[Text]
>> Start
Training Sparse Neural Networks: RigL

Introduction

RigL is an algorithm for training sparse neural networks from scratch. According to the authors RigL achieves better accuracy for a given computational budget compared to previous sparse-to-sparse training methods [1]. Sprase-to-sparse means that the algorithm trains a sparse model from scratch without the need to train a dense model first. Moreover memory and computational costs are proportional to the density of the network with RigL meaning that one can easily adjust the sparsity to meet a given memory or computational budget (for training and inference). Finally the connections of the sparse network can be intialized randomly at the beginning, there are no lucky initializations needed to achieve good model performance.

The RigL Algorithm

Let's take a closer look at the algorithm proposed by the Google researchers.

Overview

The algorithm consists of two key components:

(1) Initialization:
A sparse network is generated by randomly initializing the connections. Typically a sparse network has only 5-20% of the connections of a fully connected (dense) network.

(2) Training:
The training of the network is similar to regular training (e.g. doing stochastic gradient descent), except that every $\Delta T$ training steps the connections of the network are updated: First connections with the lowest magnitude (the weights that are close to zero) are removed. Then connections where the gradients magnitude is highest are added as they are the connections expected to recieve high gradients in the next training step and thus increase model performance the fastest.
>> End
[Stored records]
>> Start
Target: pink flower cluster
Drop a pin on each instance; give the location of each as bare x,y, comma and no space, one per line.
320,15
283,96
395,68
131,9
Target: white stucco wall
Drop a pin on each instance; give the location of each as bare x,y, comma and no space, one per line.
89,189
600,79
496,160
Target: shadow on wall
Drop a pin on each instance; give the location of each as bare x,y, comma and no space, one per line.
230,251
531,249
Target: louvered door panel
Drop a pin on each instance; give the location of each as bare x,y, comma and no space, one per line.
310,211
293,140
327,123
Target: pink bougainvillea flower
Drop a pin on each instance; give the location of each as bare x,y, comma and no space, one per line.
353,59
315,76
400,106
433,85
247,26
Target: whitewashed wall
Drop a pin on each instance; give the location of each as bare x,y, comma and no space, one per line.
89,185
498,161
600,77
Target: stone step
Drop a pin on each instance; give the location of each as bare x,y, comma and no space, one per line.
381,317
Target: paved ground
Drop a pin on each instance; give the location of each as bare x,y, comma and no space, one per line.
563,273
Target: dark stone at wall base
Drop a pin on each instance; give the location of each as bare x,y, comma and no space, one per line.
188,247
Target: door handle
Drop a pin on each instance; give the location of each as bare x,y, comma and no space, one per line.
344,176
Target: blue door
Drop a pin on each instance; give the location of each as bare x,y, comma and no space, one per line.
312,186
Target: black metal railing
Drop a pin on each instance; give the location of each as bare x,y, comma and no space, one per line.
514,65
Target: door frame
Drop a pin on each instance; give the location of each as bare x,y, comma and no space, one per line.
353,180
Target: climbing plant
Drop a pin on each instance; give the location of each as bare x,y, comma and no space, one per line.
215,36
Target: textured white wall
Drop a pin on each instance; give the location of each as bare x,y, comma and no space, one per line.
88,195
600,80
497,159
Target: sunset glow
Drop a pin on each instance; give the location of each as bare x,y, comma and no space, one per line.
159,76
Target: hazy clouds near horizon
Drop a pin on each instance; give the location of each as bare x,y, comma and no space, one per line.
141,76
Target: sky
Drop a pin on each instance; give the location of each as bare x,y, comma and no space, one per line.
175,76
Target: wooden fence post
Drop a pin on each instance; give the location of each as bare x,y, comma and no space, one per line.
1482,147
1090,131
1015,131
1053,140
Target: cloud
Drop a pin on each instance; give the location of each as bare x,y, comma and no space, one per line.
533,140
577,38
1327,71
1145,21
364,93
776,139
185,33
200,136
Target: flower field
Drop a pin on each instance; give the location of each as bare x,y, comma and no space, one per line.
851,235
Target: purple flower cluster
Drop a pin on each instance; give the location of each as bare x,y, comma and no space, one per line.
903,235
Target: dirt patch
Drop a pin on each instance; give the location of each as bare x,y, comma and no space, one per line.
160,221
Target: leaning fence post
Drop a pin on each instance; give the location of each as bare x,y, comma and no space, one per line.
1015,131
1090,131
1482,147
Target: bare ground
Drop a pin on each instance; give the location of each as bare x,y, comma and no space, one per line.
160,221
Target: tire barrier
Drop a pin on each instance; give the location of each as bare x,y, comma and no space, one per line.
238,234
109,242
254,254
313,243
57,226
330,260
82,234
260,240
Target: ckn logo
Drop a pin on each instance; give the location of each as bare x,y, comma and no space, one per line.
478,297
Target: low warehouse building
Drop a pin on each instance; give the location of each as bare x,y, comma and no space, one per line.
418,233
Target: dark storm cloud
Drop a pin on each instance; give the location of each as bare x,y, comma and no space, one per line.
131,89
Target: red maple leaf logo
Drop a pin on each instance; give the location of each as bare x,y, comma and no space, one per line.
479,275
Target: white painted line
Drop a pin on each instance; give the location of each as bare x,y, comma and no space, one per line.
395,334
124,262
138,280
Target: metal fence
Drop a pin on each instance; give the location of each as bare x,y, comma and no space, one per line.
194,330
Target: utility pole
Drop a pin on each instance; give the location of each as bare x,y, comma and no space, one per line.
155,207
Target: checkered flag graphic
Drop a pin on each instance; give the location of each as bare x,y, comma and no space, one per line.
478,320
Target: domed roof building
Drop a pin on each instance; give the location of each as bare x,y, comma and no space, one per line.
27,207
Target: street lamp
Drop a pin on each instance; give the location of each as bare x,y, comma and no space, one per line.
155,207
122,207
>> End
[Goals]
1. From the RigL article, extract the passage starting with "Training Sparse Neural Networks: RigL" and going on through "the Google researchers.".
2. According to the RigL article, what share of a dense network's connections does a sparse network typically have?

[Solutions in order]
1.
Training Sparse Neural Networks: RigL

Introduction

RigL is an algorithm for training sparse neural networks from scratch. According to the authors RigL achieves better accuracy for a given computational budget compared to previous sparse-to-sparse training methods [1]. Sprase-to-sparse means that the algorithm trains a sparse model from scratch without the need to train a dense model first. Moreover memory and computational costs are proportional to the density of the network with RigL meaning that one can easily adjust the sparsity to meet a given memory or computational budget (for training and inference). Finally the connections of the sparse network can be intialized randomly at the beginning, there are no lucky initializations needed to achieve good model performance.

The RigL Algorithm

Let's take a closer look at the algorithm proposed by the Google researchers.

2. Typically only 5-20% of the connections.